◆ TASK DESCRIPTION ◆
Beneath this sentence is a listing. Return its lines from the one containing "pizza crust, and" through the last, exactly, and omit the pictures.

◆ EXCERPTED RECORDS ◆
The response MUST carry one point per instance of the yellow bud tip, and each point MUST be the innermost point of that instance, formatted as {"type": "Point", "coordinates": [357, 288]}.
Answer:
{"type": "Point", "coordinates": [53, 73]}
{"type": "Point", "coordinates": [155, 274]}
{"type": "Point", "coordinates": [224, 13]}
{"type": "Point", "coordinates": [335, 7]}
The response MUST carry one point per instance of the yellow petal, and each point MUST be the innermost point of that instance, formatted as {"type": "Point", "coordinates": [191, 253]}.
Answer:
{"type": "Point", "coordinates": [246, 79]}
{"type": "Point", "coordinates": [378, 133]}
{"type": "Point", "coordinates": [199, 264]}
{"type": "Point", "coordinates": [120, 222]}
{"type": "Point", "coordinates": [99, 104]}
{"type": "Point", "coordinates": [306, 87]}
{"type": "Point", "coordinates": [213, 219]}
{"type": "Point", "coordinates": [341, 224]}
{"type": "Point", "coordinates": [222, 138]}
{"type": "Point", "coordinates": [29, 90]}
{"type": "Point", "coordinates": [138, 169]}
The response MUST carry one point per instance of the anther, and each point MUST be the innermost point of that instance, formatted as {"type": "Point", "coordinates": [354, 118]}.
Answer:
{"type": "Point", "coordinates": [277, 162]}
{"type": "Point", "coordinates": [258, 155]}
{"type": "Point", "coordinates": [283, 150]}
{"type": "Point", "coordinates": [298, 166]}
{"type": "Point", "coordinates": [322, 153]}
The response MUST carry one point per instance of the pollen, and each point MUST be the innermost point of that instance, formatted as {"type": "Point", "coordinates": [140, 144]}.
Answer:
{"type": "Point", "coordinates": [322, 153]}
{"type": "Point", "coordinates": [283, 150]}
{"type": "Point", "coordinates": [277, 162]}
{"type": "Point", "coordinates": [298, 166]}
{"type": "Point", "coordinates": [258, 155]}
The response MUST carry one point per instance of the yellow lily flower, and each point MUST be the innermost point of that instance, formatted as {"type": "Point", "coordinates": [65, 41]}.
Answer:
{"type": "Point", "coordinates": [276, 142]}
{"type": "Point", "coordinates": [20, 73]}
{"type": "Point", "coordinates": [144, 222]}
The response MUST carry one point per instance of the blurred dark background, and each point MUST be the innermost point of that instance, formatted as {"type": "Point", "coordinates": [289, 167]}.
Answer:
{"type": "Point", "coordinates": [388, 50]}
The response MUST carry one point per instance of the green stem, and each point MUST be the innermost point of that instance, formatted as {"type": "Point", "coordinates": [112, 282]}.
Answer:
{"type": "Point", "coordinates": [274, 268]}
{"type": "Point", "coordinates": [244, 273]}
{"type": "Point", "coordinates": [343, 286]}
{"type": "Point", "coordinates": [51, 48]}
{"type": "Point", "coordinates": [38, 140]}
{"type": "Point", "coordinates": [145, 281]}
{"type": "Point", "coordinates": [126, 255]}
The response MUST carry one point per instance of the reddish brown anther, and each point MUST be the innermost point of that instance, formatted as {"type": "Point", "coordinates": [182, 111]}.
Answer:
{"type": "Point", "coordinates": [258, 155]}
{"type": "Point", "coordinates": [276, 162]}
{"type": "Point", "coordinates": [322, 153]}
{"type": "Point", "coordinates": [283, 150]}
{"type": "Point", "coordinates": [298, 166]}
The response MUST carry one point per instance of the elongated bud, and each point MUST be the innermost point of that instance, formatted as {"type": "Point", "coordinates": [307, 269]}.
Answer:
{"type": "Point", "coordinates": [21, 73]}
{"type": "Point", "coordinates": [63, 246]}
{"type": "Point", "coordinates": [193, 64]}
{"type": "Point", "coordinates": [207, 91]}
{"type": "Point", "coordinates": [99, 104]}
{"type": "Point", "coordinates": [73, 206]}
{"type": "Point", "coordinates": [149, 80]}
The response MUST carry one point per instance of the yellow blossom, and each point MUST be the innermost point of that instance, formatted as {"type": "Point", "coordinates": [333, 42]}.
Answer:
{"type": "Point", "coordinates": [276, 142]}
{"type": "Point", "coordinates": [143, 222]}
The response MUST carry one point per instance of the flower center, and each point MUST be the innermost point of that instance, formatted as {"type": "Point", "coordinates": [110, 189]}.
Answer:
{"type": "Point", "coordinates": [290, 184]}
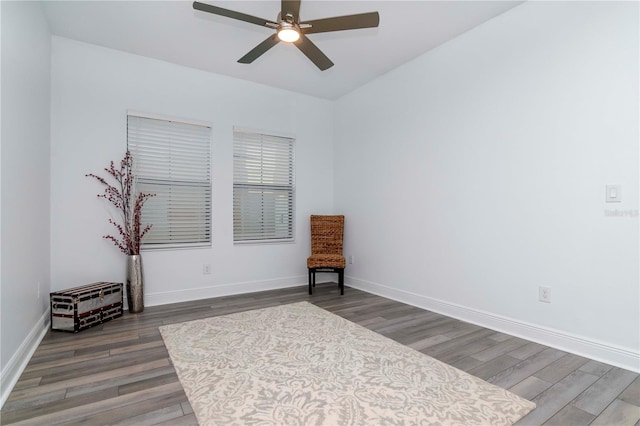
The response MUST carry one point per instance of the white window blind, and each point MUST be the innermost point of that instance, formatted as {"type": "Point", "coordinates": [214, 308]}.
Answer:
{"type": "Point", "coordinates": [173, 160]}
{"type": "Point", "coordinates": [263, 187]}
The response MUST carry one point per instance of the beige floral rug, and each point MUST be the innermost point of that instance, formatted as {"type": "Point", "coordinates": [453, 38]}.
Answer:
{"type": "Point", "coordinates": [298, 364]}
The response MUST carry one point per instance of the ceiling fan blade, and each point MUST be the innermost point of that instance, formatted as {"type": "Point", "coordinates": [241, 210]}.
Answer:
{"type": "Point", "coordinates": [234, 15]}
{"type": "Point", "coordinates": [341, 23]}
{"type": "Point", "coordinates": [257, 51]}
{"type": "Point", "coordinates": [312, 52]}
{"type": "Point", "coordinates": [292, 7]}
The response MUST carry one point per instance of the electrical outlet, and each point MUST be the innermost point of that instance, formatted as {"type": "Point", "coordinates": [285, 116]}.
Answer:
{"type": "Point", "coordinates": [206, 269]}
{"type": "Point", "coordinates": [544, 294]}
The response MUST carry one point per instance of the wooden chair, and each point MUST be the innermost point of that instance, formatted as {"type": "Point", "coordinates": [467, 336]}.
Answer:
{"type": "Point", "coordinates": [326, 248]}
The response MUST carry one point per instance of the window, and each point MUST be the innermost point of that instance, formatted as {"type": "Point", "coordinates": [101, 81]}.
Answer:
{"type": "Point", "coordinates": [263, 187]}
{"type": "Point", "coordinates": [172, 159]}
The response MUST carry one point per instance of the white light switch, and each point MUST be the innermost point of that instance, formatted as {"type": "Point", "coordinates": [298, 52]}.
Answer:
{"type": "Point", "coordinates": [613, 194]}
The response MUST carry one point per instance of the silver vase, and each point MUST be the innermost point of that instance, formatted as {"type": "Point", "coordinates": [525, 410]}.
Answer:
{"type": "Point", "coordinates": [135, 284]}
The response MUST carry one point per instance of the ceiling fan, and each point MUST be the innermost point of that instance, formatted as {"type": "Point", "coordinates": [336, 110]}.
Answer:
{"type": "Point", "coordinates": [290, 30]}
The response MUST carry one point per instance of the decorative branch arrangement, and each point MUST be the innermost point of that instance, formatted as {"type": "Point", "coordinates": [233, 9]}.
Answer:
{"type": "Point", "coordinates": [124, 198]}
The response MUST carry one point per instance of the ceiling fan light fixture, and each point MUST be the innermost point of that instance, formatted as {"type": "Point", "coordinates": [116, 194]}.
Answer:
{"type": "Point", "coordinates": [288, 34]}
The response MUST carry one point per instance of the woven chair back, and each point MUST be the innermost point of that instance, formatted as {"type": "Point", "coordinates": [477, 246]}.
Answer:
{"type": "Point", "coordinates": [327, 234]}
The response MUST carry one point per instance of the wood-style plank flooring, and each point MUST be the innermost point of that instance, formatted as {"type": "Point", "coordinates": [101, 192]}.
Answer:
{"type": "Point", "coordinates": [120, 372]}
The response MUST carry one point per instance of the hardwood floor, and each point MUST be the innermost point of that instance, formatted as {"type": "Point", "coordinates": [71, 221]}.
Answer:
{"type": "Point", "coordinates": [120, 372]}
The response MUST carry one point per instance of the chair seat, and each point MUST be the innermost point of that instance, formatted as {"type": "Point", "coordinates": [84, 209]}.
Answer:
{"type": "Point", "coordinates": [326, 261]}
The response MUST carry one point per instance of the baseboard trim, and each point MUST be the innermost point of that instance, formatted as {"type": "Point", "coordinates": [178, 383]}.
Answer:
{"type": "Point", "coordinates": [167, 297]}
{"type": "Point", "coordinates": [600, 351]}
{"type": "Point", "coordinates": [18, 362]}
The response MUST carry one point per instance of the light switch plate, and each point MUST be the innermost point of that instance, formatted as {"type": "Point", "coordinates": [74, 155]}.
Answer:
{"type": "Point", "coordinates": [613, 194]}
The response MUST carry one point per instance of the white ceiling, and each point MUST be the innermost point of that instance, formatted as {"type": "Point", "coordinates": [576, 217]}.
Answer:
{"type": "Point", "coordinates": [174, 32]}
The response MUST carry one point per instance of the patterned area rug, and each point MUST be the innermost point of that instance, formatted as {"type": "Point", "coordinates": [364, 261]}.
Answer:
{"type": "Point", "coordinates": [298, 364]}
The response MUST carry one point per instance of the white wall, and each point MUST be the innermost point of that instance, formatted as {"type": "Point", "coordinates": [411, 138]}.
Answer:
{"type": "Point", "coordinates": [26, 59]}
{"type": "Point", "coordinates": [92, 88]}
{"type": "Point", "coordinates": [477, 172]}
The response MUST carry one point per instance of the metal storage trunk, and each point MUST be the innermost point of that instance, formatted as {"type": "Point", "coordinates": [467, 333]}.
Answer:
{"type": "Point", "coordinates": [82, 307]}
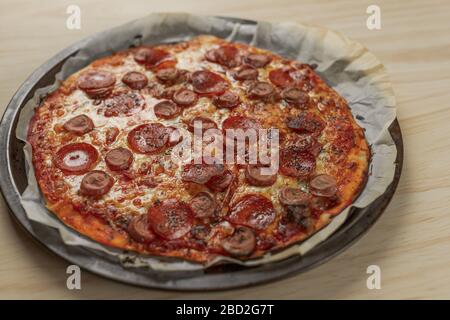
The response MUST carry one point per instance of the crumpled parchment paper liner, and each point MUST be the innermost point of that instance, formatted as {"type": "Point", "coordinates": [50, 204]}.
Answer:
{"type": "Point", "coordinates": [345, 64]}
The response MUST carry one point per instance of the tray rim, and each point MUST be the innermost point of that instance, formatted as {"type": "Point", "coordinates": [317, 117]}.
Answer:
{"type": "Point", "coordinates": [214, 281]}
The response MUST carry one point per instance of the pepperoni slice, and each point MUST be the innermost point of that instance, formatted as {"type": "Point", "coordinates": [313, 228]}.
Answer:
{"type": "Point", "coordinates": [135, 80]}
{"type": "Point", "coordinates": [220, 182]}
{"type": "Point", "coordinates": [205, 123]}
{"type": "Point", "coordinates": [207, 82]}
{"type": "Point", "coordinates": [306, 123]}
{"type": "Point", "coordinates": [226, 55]}
{"type": "Point", "coordinates": [200, 173]}
{"type": "Point", "coordinates": [148, 138]}
{"type": "Point", "coordinates": [295, 97]}
{"type": "Point", "coordinates": [150, 57]}
{"type": "Point", "coordinates": [125, 104]}
{"type": "Point", "coordinates": [258, 60]}
{"type": "Point", "coordinates": [256, 177]}
{"type": "Point", "coordinates": [227, 100]}
{"type": "Point", "coordinates": [295, 162]}
{"type": "Point", "coordinates": [76, 158]}
{"type": "Point", "coordinates": [261, 91]}
{"type": "Point", "coordinates": [96, 183]}
{"type": "Point", "coordinates": [254, 211]}
{"type": "Point", "coordinates": [185, 97]}
{"type": "Point", "coordinates": [241, 243]}
{"type": "Point", "coordinates": [111, 135]}
{"type": "Point", "coordinates": [293, 197]}
{"type": "Point", "coordinates": [166, 109]}
{"type": "Point", "coordinates": [281, 78]}
{"type": "Point", "coordinates": [97, 83]}
{"type": "Point", "coordinates": [171, 219]}
{"type": "Point", "coordinates": [139, 230]}
{"type": "Point", "coordinates": [203, 205]}
{"type": "Point", "coordinates": [119, 159]}
{"type": "Point", "coordinates": [240, 122]}
{"type": "Point", "coordinates": [79, 125]}
{"type": "Point", "coordinates": [323, 185]}
{"type": "Point", "coordinates": [246, 73]}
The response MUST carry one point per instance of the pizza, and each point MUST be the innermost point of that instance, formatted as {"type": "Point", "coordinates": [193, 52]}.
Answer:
{"type": "Point", "coordinates": [103, 151]}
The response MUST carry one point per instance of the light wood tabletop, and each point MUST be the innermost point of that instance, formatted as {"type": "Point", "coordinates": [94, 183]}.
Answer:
{"type": "Point", "coordinates": [411, 241]}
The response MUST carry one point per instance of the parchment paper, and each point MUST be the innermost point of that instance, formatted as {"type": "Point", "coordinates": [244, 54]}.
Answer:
{"type": "Point", "coordinates": [344, 64]}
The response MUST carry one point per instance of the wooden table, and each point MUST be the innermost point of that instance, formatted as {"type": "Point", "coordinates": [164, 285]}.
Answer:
{"type": "Point", "coordinates": [410, 243]}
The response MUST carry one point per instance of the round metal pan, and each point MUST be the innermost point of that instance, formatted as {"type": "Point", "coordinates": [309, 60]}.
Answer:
{"type": "Point", "coordinates": [13, 182]}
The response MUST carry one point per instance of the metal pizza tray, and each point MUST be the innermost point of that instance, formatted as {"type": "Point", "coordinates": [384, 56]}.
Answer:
{"type": "Point", "coordinates": [13, 182]}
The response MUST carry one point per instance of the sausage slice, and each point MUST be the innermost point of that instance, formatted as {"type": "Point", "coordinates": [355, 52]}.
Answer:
{"type": "Point", "coordinates": [255, 176]}
{"type": "Point", "coordinates": [293, 197]}
{"type": "Point", "coordinates": [203, 205]}
{"type": "Point", "coordinates": [323, 185]}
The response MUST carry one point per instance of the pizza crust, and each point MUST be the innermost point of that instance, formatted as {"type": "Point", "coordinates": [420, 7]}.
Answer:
{"type": "Point", "coordinates": [46, 137]}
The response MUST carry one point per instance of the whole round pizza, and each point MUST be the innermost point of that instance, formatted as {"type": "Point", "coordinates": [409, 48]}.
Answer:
{"type": "Point", "coordinates": [108, 150]}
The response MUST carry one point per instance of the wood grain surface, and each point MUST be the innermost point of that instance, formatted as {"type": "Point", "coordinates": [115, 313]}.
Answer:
{"type": "Point", "coordinates": [411, 241]}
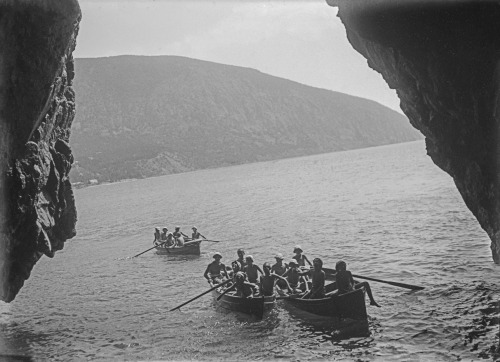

◆ WRITTEN RESPONSE ◆
The response MUST carry one point per instance of the pizza crust, and each point MUST be the innermost point of that instance, formatted as {"type": "Point", "coordinates": [420, 7]}.
Answer:
{"type": "Point", "coordinates": [46, 137]}
The response MUST carry one point per instance of the whole round pizza, and each point MUST be the innermost point of that instance, formatted as {"type": "Point", "coordinates": [409, 48]}.
Answer:
{"type": "Point", "coordinates": [108, 150]}
The response MUST carry one point per instance of the wood grain surface, and each point MUST be the innermost point of that instance, formatted as {"type": "Point", "coordinates": [115, 313]}.
Answer:
{"type": "Point", "coordinates": [411, 241]}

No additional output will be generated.